选读段落
⟨

3. Miller-Rabin素数测试：密码学的基石

3.1 素数测试的重要性

素数测试是现代密码学的基石。RSA加密需要生成大素数，而测试一个几百位的大数是否是素数，必须用快速算法。

确定性素数测试：AKS算法可以在多项式时间内判定素数，但对于实际应用来说太慢了。

随机素数测试：Miller-Rabin测试可以在毫秒内测试一个100位以上的数，而且错误概率可以控制在极低水平。

3.2 Miller-Rabin算法原理

Miller-Rabin基于数论中的一个定理：

Fermat小定理：如果p是素数，a是任意不是p倍数的整数，则 a^(p-1) ≡ 1 (mod p)。

逆否命题：如果存在a使得 a^(n-1) ≢ 1 (mod n)，则n一定是合数。

Miller-Rabin测试的思想是：随机选几个a，检查是否满足条件。如果任何一个a不满足，n一定是合数；如果都满足，n”很可能是”素数。

3.3 Python实现Miller-Rabin

import random
import math
 
def is_probable_prime(n: int, rounds: int = 10) -> bool:
    """
    Miller-Rabin素数测试
    返回: True表示"可能是素数"，False表示一定是合数
    错误概率: <= 4^(-rounds)
    """
    if n < 2:
        return False
    if n == 2 or n == 3:
        return True
    if n % 2 == 0:
        return False
    
    # 将n-1写成 2^r * d 的形式
    r, d = 0, n - 1
    while d % 2 == 0:
        r += 1
        d //= 2
    
    def is_strong_probable_prime(a: int) -> bool:
        """检查a是否是n的强概率素数"""
        x = pow(a, d, n)  # a^d mod n
        
        if x == 1 or x == n - 1:
            return True
        
        for _ in range(r - 1):
            x = pow(x, 2, n)
            if x == n - 1:
                return True
        
        return False
    
    # 进行多轮测试
    for _ in range(rounds):
        a = random.randrange(2, n - 1)

⟩

数据部分
⟨

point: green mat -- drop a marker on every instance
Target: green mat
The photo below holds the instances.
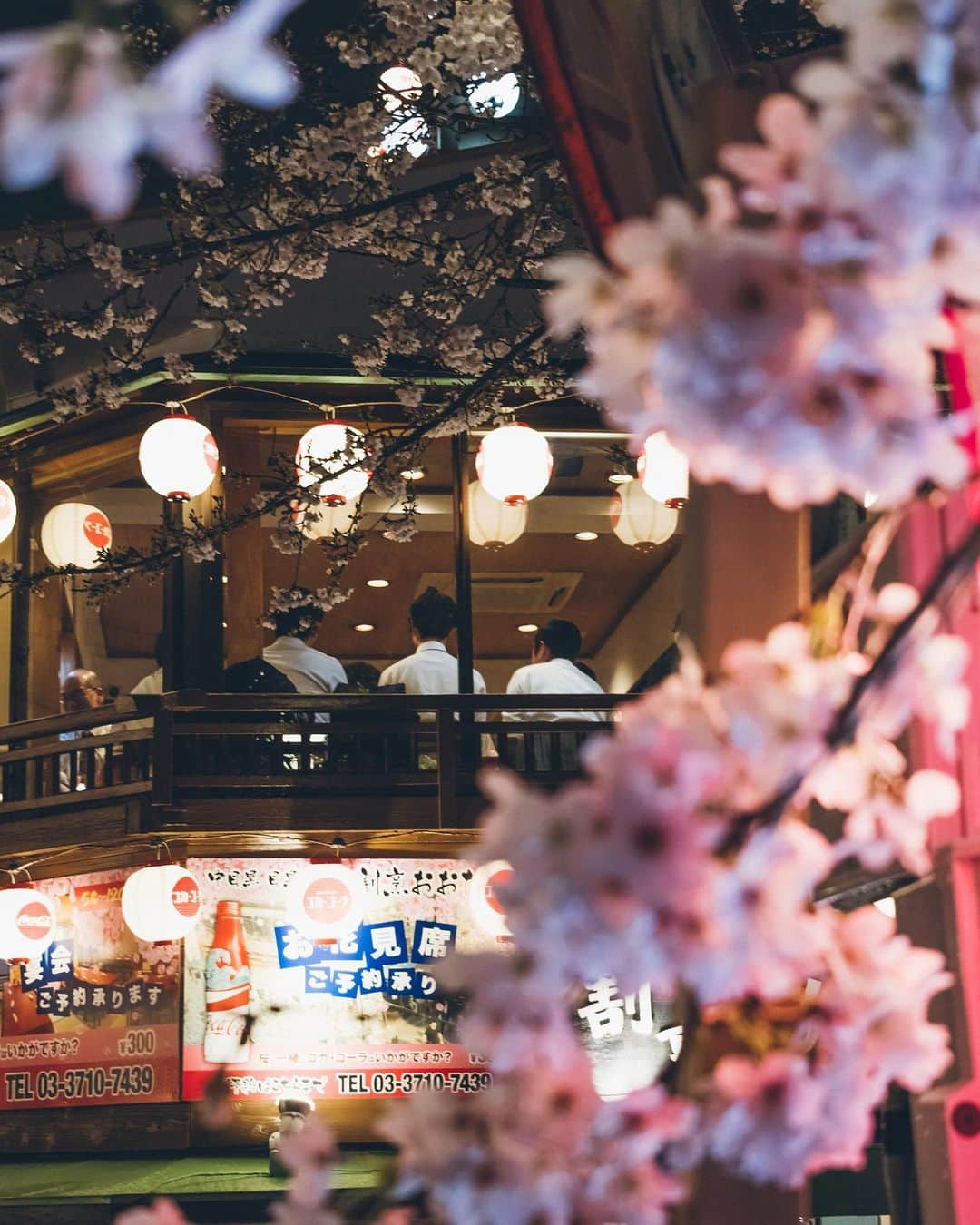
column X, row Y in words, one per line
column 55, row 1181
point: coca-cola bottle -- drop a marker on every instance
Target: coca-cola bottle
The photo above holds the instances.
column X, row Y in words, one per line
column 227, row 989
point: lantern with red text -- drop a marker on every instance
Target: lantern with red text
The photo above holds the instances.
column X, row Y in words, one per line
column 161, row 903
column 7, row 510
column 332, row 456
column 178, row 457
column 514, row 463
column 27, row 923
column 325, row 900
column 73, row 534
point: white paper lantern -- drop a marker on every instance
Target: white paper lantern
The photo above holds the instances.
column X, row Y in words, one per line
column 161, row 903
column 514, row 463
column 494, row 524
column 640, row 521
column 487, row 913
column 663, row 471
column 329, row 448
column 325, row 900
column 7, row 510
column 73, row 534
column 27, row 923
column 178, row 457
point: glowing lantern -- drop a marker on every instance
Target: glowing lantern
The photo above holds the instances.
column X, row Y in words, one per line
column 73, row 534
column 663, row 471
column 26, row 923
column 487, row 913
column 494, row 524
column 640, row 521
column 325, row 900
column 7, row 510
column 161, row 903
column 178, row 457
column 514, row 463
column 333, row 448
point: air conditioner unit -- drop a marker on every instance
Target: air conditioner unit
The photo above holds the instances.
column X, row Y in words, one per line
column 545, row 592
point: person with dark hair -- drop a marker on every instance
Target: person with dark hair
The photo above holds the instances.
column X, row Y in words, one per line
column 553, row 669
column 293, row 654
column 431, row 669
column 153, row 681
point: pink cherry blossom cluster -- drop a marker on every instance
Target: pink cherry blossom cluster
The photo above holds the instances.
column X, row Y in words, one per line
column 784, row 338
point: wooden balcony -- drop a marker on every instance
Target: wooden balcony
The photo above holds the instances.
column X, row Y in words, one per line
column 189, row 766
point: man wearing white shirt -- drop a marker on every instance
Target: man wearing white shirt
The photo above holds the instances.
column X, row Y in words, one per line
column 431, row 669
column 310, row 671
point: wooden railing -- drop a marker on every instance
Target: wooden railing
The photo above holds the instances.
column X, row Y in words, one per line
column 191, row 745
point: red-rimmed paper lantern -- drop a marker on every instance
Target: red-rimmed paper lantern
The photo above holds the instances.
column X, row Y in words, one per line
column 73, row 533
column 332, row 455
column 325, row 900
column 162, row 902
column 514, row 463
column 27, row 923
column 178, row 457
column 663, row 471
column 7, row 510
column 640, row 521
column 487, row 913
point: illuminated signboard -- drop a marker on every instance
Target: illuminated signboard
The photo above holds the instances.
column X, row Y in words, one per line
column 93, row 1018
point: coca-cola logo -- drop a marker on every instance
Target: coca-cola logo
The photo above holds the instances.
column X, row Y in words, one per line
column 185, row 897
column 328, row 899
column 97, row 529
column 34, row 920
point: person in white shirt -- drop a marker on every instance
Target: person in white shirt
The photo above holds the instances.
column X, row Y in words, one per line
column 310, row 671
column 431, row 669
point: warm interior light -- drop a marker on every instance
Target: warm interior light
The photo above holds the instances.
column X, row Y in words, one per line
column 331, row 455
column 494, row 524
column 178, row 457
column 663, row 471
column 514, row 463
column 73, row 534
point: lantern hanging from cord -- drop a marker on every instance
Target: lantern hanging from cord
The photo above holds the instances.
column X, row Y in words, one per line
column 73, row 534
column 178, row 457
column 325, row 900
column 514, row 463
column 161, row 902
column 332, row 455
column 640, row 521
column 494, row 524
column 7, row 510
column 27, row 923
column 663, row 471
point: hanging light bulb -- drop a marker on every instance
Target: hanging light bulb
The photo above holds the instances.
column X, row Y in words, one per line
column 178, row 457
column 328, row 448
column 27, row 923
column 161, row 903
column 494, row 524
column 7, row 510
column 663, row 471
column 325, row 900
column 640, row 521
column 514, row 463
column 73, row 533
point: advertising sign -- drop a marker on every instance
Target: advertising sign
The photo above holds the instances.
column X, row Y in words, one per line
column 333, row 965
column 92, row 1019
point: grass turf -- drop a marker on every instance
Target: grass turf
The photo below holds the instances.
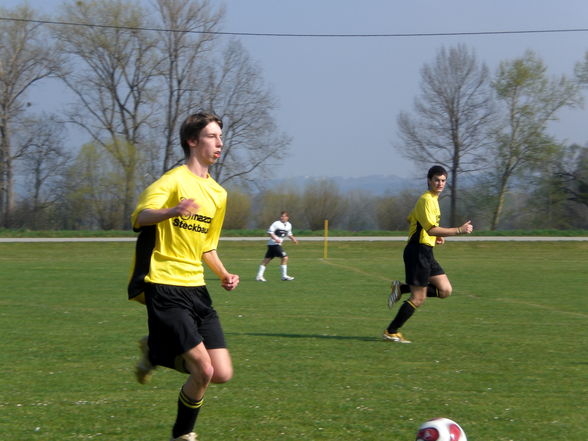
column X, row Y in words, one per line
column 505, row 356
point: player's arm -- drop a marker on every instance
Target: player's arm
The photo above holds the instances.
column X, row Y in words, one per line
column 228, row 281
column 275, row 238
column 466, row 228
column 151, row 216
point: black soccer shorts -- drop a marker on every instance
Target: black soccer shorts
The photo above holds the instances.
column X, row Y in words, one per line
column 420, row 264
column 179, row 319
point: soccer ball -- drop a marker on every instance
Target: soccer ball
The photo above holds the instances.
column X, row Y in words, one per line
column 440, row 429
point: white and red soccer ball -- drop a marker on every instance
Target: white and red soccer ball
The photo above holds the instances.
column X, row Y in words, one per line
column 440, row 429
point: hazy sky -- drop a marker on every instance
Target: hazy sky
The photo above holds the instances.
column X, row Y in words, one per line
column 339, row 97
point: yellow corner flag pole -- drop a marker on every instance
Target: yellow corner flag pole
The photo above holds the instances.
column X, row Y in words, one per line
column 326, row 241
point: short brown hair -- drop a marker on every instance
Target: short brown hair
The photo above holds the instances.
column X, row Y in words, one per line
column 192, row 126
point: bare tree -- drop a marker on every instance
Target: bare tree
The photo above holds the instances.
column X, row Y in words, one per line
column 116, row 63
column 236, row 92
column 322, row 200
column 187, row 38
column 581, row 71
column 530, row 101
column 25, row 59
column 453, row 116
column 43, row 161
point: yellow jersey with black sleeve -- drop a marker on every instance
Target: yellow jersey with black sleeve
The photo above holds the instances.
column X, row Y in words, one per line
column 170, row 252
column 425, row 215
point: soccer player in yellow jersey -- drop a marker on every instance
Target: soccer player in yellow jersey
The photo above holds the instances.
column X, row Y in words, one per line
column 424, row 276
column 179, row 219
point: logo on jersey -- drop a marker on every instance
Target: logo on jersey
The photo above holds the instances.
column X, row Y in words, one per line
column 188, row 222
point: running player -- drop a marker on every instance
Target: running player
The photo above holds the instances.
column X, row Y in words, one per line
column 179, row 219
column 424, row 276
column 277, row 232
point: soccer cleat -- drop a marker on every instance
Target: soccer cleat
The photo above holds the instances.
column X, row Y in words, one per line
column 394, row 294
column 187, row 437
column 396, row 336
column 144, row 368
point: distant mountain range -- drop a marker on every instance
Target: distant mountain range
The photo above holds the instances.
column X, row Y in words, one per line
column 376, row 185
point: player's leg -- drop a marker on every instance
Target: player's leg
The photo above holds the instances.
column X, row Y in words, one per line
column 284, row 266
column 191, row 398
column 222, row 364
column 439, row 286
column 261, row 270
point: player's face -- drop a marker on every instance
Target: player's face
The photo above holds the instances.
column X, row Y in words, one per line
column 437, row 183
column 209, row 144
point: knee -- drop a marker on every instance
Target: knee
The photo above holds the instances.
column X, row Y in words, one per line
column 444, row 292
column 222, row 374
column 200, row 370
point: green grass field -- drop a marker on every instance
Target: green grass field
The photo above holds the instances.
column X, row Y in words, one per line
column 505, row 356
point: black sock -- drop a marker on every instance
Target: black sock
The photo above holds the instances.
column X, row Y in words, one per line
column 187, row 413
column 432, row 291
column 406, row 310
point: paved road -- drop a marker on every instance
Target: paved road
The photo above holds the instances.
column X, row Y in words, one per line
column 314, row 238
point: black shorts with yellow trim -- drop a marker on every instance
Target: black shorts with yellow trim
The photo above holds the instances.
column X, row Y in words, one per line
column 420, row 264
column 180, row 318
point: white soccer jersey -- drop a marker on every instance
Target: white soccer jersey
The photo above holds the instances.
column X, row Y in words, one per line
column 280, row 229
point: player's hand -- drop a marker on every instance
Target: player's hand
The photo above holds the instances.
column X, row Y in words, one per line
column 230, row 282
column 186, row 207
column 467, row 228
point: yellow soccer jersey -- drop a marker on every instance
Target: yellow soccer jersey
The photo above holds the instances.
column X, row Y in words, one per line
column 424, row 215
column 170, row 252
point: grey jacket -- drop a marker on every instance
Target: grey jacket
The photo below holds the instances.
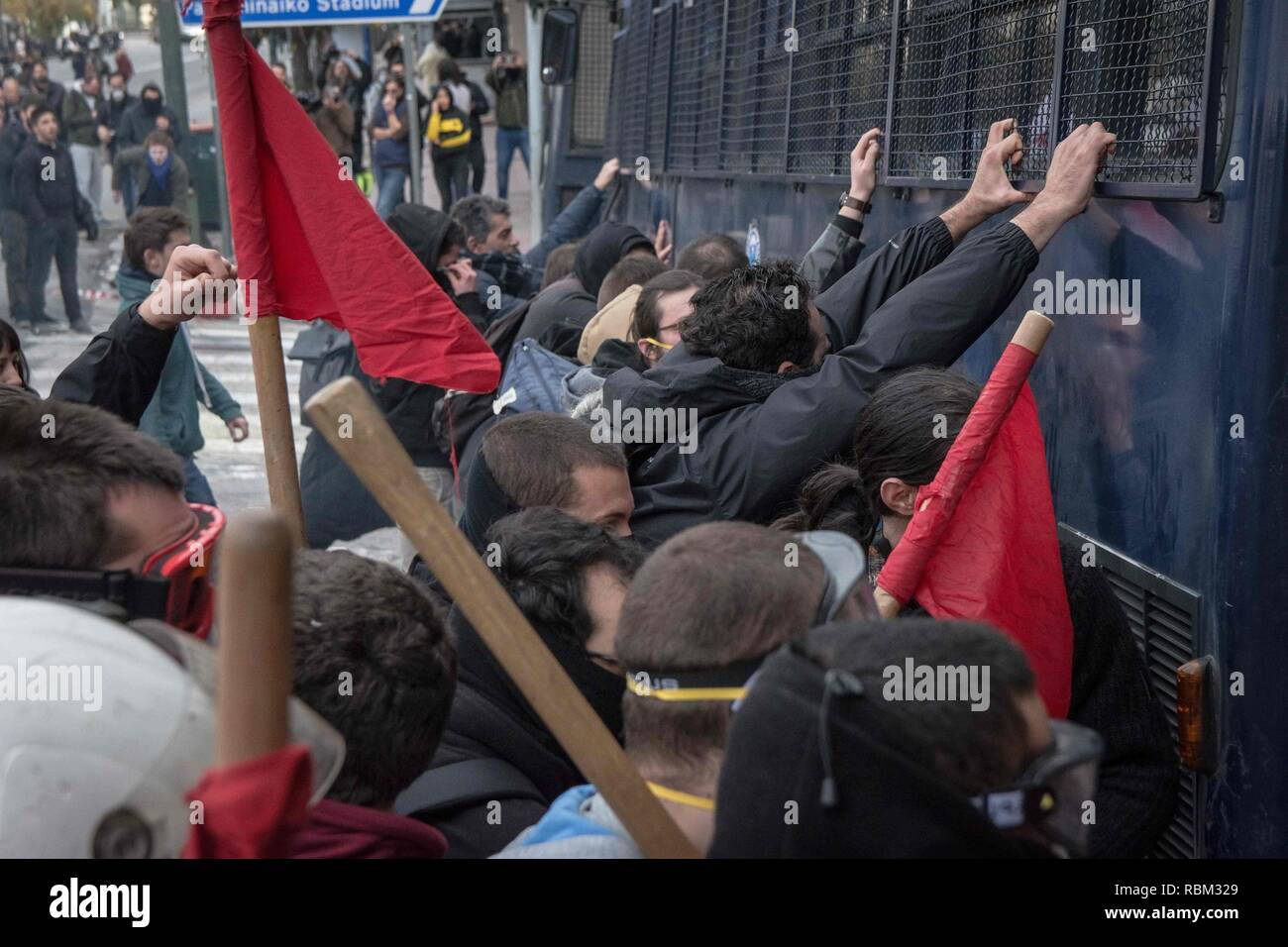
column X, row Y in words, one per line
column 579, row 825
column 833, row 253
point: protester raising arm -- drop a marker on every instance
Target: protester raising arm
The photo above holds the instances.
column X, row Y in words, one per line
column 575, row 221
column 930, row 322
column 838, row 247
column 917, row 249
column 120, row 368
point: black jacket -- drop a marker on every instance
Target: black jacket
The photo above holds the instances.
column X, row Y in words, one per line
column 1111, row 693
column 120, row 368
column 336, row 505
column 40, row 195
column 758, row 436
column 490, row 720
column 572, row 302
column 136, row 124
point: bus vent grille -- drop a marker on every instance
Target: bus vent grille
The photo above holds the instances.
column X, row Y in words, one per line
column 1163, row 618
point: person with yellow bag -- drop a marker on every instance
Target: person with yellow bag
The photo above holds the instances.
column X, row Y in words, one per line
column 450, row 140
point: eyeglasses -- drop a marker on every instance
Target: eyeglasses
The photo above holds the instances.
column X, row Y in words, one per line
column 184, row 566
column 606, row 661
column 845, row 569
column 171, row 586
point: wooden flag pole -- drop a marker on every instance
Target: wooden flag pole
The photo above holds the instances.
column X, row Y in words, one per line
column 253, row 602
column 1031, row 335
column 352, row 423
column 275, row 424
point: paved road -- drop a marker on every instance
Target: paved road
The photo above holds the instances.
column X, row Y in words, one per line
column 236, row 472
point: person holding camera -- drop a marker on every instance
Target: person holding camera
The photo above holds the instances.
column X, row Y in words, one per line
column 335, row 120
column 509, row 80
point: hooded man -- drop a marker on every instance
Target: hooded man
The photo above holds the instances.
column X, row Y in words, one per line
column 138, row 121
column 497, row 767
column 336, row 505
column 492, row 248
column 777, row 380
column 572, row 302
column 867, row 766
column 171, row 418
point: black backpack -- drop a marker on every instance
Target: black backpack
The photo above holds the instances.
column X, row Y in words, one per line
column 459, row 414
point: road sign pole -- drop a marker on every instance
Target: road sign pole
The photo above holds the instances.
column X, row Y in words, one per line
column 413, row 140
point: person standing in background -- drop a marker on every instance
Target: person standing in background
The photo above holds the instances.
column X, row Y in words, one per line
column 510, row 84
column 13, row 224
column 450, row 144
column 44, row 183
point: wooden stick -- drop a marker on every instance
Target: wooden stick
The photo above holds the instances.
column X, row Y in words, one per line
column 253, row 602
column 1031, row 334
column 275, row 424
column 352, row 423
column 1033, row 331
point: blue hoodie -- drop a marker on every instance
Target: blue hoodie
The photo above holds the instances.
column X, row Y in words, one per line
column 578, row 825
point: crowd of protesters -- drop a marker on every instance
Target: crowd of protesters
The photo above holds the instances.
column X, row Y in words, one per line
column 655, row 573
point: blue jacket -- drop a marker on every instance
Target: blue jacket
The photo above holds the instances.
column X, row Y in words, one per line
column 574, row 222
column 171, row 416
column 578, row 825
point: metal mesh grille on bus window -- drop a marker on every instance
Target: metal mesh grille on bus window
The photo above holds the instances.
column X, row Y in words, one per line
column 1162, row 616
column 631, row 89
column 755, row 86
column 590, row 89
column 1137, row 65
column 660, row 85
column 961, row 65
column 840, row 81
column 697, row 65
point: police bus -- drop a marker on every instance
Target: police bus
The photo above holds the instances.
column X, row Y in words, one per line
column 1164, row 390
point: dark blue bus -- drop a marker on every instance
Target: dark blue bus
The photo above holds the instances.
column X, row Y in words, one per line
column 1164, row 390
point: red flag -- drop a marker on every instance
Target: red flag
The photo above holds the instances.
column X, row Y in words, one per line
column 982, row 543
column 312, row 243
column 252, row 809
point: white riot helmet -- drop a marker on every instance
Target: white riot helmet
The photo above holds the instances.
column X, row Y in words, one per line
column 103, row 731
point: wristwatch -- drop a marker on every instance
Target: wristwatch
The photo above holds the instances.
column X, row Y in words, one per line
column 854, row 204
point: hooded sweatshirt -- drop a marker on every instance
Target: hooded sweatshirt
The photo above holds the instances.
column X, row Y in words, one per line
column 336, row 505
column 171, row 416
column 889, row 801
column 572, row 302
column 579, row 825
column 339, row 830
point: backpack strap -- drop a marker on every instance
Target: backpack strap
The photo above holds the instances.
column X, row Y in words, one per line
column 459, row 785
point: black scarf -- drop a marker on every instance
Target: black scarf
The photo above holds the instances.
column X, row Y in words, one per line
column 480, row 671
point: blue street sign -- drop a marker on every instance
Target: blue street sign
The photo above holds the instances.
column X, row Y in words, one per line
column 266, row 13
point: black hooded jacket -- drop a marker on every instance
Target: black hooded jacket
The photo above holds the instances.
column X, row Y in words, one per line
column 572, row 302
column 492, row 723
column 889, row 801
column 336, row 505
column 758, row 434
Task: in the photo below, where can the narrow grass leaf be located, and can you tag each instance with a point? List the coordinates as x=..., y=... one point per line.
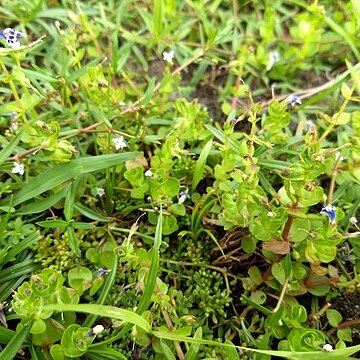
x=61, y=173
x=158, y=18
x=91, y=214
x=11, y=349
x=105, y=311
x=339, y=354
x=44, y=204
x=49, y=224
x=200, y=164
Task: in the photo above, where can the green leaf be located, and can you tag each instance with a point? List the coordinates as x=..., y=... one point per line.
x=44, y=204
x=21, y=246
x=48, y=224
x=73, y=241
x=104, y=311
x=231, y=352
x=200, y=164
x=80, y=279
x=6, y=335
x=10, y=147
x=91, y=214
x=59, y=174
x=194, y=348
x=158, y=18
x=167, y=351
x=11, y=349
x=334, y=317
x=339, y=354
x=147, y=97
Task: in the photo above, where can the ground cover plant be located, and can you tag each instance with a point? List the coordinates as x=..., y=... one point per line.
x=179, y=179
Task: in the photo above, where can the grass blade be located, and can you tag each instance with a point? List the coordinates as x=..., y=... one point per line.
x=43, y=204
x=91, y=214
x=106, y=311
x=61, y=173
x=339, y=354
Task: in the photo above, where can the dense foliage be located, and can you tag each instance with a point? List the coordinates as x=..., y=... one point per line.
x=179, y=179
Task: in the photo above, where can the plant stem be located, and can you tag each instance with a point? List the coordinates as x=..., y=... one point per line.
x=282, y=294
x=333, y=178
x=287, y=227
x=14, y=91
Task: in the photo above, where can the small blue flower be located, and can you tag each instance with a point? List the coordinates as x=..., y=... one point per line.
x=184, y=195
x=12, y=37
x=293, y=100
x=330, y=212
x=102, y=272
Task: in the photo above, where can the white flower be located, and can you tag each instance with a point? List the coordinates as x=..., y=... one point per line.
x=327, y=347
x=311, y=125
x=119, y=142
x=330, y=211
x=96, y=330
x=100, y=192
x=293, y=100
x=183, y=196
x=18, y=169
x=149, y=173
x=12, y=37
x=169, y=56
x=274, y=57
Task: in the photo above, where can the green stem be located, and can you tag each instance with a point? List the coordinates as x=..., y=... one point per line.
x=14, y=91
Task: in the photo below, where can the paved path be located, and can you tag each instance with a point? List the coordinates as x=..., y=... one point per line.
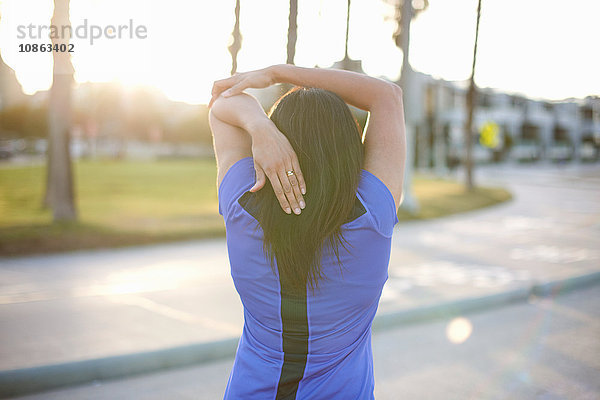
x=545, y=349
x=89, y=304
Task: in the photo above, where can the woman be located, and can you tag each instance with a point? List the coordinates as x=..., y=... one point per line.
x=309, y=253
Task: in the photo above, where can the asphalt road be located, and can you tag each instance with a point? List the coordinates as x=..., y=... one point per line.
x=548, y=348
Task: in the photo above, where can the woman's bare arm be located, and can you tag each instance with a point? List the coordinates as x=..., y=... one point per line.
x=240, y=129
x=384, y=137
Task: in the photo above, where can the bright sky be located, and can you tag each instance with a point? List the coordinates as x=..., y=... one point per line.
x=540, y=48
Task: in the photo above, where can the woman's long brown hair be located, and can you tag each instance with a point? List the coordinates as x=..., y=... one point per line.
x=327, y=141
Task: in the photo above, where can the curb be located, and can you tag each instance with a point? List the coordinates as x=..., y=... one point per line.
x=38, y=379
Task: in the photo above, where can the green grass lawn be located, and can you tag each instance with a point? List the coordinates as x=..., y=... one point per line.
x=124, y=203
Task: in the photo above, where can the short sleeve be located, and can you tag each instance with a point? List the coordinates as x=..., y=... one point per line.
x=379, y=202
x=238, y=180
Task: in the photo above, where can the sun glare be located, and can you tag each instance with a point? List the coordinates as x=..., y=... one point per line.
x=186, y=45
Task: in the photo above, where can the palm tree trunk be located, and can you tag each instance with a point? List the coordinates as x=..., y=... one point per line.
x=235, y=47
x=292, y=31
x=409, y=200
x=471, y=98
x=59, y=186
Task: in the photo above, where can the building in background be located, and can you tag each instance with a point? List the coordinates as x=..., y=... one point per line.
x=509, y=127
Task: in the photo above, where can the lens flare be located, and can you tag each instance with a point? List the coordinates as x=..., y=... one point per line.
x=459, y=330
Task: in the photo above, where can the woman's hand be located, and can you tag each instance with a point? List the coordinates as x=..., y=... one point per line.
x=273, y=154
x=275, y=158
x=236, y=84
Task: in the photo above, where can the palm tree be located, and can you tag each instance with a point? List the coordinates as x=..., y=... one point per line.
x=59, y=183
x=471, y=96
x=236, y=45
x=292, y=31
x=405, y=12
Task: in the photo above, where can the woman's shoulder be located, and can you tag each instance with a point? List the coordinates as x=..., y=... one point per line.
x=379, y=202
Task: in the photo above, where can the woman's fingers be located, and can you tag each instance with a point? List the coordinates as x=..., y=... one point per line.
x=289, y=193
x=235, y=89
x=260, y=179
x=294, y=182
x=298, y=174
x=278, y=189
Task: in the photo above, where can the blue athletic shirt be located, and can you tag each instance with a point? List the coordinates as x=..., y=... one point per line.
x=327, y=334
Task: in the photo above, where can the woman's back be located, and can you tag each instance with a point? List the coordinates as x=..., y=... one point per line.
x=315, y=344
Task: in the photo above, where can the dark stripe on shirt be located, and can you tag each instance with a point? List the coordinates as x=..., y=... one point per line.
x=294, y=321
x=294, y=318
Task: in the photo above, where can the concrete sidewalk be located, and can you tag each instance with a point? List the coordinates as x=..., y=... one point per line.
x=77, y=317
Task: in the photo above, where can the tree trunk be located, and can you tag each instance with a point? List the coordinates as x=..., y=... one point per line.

⟩

任务要求
请将讲Miller-Rabin素数测试的选读段落中，从“随机素数测试：Miller-Rabin测”起至“1 (mod n)，则n一定是合数。”止的这一段原样照录下来。

解答
随机素数测试：Miller-Rabin测试可以在毫秒内测试一个100位以上的数，而且错误概率可以控制在极低水平。

3.2 Miller-Rabin算法原理

Miller-Rabin基于数论中的一个定理：

Fermat小定理：如果p是素数，a是任意不是p倍数的整数，则 a^(p-1) ≡ 1 (mod p)。

逆否命题：如果存在a使得 a^(n-1) ≢ 1 (mod n)，则n一定是合数。